──────── Testo riportato
Rc auto più care per gli stranieri. Le assicurazioni non mollano

Dopo il caso Genialloyd c’è ancora chi, difeso dall’Ania, ha tariffe maggiorate. L’avvocato Guariso: "Illegale, è una discriminazione"

Di Marco Iorio, www.stranieriinitalia.it


Roma – 5 maggio 2011 – Qualche mese fa la Genialloyd ha promesso di “eliminare il parametro della nazionalità tra i criteri utilizzati per la determinazione della polizza auto”. Si è chiuso così un accordo stragiudiziale con un cittadino tunisino che aveva denunciato la compagnia assicurativa. Pur risiedendo da diciotto anni in Italia, l’immigrato pagava duecento euro l’anno in più rispetto agli italiani. In pratica, per il solo fatto di essere nato all’estero, la compagnia assicurativa lo considerava più pericoloso alla guida. Forse temendo una condanna per discriminazione, e il conseguente danno economico e di immagine, Genialloyd ha fatto marcia indietro. Ma quante altre compagnie assicuratrici hanno deciso di seguire il suo esempio? 

Marocchino? 2400 euro

Abbiamo fatto un’indagine, fingendoci immigrati trentenni che assicurano per la prima volta un’auto e chiedendo un preventivo online ad un campione di 12 compagnie (Genertel, Quixa, Directline ,  Linear, Dialogo, Sara, Zurich, Antonveneta, Ina assicurazioni, Hdia, Axa, Allianz Subalpina). Abbiamo scoperto che tre di queste, Quixa, Zurich Connect e Hdi, adottano ancora il criterio della cittadinanza per variare le loro tariffe.  Qualche esempio? A parità di condizioni, cittadinanza esclusa, con Quixa si possono pagare da 1300 euro annui se si è cittadini italiani fino a 2400 euro se si è marocchini. Con Zurich Connect gli italiani pagano poco meno di 1300 euro mentre tutti gli immigrati considerati da noi (romeni, maroccini, ucraii e albanesi) pagano 1523 euro. Infine, con Hdi gli italiani pagano 1200 euro, gli albanesi 1600, marocchini, ucraini e romeni 1724. Abbiamo quindi chiesto conto di questa scelta alle tre compagnie. L’ufficio stampa della Quixa non ci ha ancora risposto. Hdia ci spiegato invece che abbandonerà presto le tariffe “etniche”: “Rinunceremo agli effetti della variabile cittadinanza dal primo luglio, con l’entrata in vigore della prossima tariffa. La rinuncia comporterà di distribuire su tutti gli assicurati gli effetti della maggior sinistrosità (documentabile) di alcune cittadinanze, non tutte, diverse dall’italiana”. Una buona notizia, dunque, per tutti i cittadini stranieri che in questi anni hanno continuato a pagare diverse centinaia di euro in più rispetto agli assicurati italiani. Un po’ meno per gli italiani, sui quali la compagnia, non rinunciando agli introiti, spalmerà la maggiorazione.
────────────────
■ Istruzioni:
A. Stampa senza alcuna modifica la parte dell'articolo sulla Rc auto che si apre con le parole contenenti "Di Marco Iorio, www.stranieriinitalia.it" e si chiude con "il suo esempio?".
B. Restituisci identiche le righe dei record che vanno dalla riga contenente "of the helmet" fino alla fine dei record, estremi inclusi.
L'articolo sulla Rc auto e i record sono del tutto indipendenti tra loro.
──────── Record da elaborare
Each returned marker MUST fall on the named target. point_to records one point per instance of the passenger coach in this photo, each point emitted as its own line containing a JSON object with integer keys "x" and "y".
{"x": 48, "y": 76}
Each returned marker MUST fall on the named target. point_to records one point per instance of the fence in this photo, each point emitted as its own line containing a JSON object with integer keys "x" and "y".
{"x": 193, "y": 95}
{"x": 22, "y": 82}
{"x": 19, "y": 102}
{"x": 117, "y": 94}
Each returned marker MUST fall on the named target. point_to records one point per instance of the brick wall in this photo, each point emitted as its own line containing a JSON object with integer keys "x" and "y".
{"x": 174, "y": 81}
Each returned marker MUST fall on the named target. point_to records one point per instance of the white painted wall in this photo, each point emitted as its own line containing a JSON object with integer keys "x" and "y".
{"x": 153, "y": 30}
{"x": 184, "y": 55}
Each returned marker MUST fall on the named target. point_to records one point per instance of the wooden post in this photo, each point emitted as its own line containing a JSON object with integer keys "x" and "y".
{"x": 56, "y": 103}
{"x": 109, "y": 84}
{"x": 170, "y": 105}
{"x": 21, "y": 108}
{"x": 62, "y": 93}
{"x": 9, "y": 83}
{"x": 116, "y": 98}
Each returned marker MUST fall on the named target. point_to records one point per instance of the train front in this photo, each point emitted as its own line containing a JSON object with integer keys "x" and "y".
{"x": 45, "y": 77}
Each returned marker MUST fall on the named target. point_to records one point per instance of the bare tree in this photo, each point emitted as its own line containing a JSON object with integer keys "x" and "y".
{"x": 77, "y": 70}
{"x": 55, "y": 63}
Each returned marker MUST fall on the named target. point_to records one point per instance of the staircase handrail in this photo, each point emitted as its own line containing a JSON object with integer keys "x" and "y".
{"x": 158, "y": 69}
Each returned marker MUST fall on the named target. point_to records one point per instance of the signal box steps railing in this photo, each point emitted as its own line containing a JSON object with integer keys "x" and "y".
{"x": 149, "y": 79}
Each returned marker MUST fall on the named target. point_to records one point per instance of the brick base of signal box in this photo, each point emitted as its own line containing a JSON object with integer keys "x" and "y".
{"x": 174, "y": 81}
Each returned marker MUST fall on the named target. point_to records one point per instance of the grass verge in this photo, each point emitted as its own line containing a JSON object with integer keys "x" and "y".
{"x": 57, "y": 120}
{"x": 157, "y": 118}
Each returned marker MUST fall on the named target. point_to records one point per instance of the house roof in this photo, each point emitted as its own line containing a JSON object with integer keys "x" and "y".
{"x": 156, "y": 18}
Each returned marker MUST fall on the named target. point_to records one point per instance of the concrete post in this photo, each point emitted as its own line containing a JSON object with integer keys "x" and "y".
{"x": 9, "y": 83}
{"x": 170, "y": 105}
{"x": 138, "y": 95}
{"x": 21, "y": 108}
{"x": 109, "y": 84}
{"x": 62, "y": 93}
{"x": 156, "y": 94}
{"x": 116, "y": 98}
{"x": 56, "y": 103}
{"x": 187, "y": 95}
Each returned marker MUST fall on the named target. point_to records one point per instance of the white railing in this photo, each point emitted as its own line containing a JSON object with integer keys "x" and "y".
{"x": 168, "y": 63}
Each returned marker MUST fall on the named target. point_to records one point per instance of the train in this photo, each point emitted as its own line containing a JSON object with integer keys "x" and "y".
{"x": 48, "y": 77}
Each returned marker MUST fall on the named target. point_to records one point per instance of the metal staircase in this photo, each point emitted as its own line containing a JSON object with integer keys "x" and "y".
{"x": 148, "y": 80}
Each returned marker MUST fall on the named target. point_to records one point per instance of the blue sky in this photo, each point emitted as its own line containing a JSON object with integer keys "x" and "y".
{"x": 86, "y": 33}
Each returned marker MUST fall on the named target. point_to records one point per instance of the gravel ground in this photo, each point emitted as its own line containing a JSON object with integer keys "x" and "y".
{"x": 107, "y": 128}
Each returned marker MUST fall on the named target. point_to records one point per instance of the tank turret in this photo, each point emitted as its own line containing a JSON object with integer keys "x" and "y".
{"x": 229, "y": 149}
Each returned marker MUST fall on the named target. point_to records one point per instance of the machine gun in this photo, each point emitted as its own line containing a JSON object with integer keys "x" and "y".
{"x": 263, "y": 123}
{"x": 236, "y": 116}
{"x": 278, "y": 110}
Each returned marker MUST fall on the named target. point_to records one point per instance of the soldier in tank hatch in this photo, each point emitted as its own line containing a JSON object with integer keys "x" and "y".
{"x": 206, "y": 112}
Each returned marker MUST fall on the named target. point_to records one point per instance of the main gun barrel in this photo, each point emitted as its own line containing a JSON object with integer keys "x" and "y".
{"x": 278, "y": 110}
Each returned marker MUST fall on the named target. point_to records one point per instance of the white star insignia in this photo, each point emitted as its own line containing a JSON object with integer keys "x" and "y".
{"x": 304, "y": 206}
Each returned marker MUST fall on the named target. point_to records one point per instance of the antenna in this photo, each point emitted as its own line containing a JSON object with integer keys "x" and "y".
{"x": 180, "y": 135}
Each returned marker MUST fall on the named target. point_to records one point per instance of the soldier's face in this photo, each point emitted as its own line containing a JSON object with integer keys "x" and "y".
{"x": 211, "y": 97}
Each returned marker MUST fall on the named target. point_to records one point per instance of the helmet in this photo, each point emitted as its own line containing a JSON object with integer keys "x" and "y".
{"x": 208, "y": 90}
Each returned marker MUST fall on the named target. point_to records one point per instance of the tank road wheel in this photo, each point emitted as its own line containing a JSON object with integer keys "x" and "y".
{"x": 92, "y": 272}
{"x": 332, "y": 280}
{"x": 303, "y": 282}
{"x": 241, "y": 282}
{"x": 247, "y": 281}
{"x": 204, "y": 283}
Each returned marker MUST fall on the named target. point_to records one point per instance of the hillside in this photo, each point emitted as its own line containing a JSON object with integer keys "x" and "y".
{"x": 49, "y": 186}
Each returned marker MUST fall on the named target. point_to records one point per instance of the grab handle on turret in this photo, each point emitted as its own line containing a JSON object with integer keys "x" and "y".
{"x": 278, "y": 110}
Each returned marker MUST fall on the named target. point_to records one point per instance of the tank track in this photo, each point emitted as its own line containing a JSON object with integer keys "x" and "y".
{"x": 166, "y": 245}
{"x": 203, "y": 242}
────────────────
■ Output per attività:
A.
Di Marco Iorio, www.stranieriinitalia.it


Roma – 5 maggio 2011 – Qualche mese fa la Genialloyd ha promesso di “eliminare il parametro della nazionalità tra i criteri utilizzati per la determinazione della polizza auto”. Si è chiuso così un accordo stragiudiziale con un cittadino tunisino che aveva denunciato la compagnia assicurativa. Pur risiedendo da diciotto anni in Italia, l’immigrato pagava duecento euro l’anno in più rispetto agli italiani. In pratica, per il solo fatto di essere nato all’estero, la compagnia assicurativa lo considerava più pericoloso alla guida. Forse temendo una condanna per discriminazione, e il conseguente danno economico e di immagine, Genialloyd ha fatto marcia indietro. Ma quante altre compagnie assicuratrici hanno deciso di seguire il suo esempio?

B.
Each returned marker MUST fall on the named target. point_to records one point per instance of the helmet in this photo, each point emitted as its own line containing a JSON object with integer keys "x" and "y".
{"x": 208, "y": 90}
Each returned marker MUST fall on the named target. point_to records one point per instance of the tank road wheel in this photo, each point emitted as its own line containing a JSON object with integer keys "x" and "y".
{"x": 92, "y": 272}
{"x": 332, "y": 280}
{"x": 303, "y": 282}
{"x": 241, "y": 282}
{"x": 247, "y": 281}
{"x": 204, "y": 283}
Each returned marker MUST fall on the named target. point_to records one point per instance of the hillside in this photo, each point emitted as its own line containing a JSON object with integer keys "x" and "y".
{"x": 49, "y": 186}
Each returned marker MUST fall on the named target. point_to records one point per instance of the grab handle on turret in this photo, each point emitted as its own line containing a JSON object with integer keys "x" and "y".
{"x": 278, "y": 110}
Each returned marker MUST fall on the named target. point_to records one point per instance of the tank track in this photo, each point emitted as its own line containing a JSON object with integer keys "x" and "y".
{"x": 166, "y": 245}
{"x": 203, "y": 242}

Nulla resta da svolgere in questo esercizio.